*What you have to do*
Repeat verbatim, and only, the lines of the data below, beginning at the line that contains "Target = tree trunk" and stopping after the line that contains "Target = pergola column".

-- Data for the task follows --

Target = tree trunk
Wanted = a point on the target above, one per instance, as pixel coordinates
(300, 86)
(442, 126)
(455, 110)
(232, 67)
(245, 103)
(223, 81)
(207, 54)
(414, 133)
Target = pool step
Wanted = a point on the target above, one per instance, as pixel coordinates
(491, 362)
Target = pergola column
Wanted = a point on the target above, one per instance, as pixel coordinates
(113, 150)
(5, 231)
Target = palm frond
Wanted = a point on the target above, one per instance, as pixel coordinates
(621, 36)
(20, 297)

-- Data for the task concluded --
-- Data for the task follows --

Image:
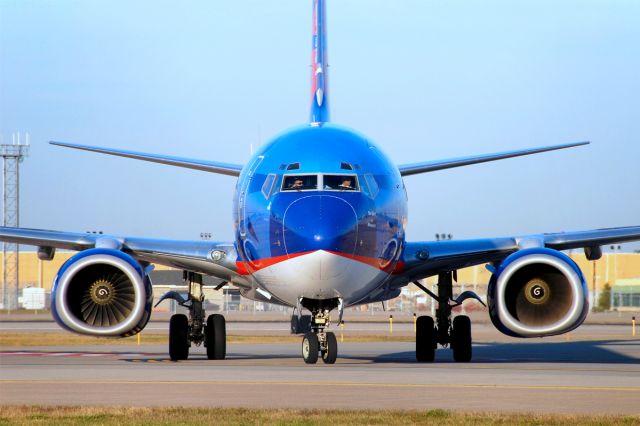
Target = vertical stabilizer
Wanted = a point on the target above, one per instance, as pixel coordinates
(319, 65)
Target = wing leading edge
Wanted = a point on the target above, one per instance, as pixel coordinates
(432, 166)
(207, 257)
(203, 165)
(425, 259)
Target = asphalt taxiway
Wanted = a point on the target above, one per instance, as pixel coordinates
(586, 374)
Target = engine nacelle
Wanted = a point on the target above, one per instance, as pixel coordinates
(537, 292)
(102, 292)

-- Data for the task concluded --
-- Data for the task follows --

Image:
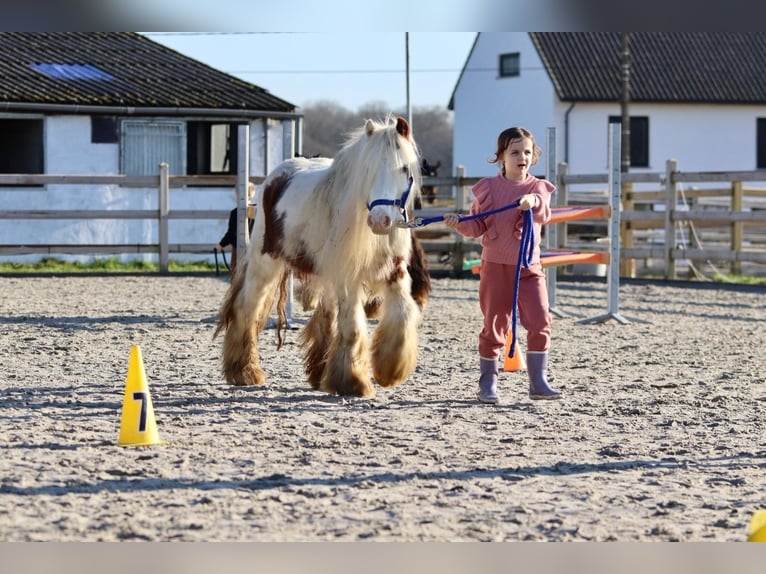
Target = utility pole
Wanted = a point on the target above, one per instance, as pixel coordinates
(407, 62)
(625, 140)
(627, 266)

-- Data for the task concluded --

*Task result*
Target = tree trunk
Wanted = a point on the target above, one per instance, as pixel coordinates
(300, 86)
(442, 126)
(455, 110)
(232, 67)
(245, 103)
(223, 81)
(207, 54)
(414, 133)
Target = pool step
Wanted = a point on the target above, one per instance, as pixel coordinates
(491, 362)
Target = pergola column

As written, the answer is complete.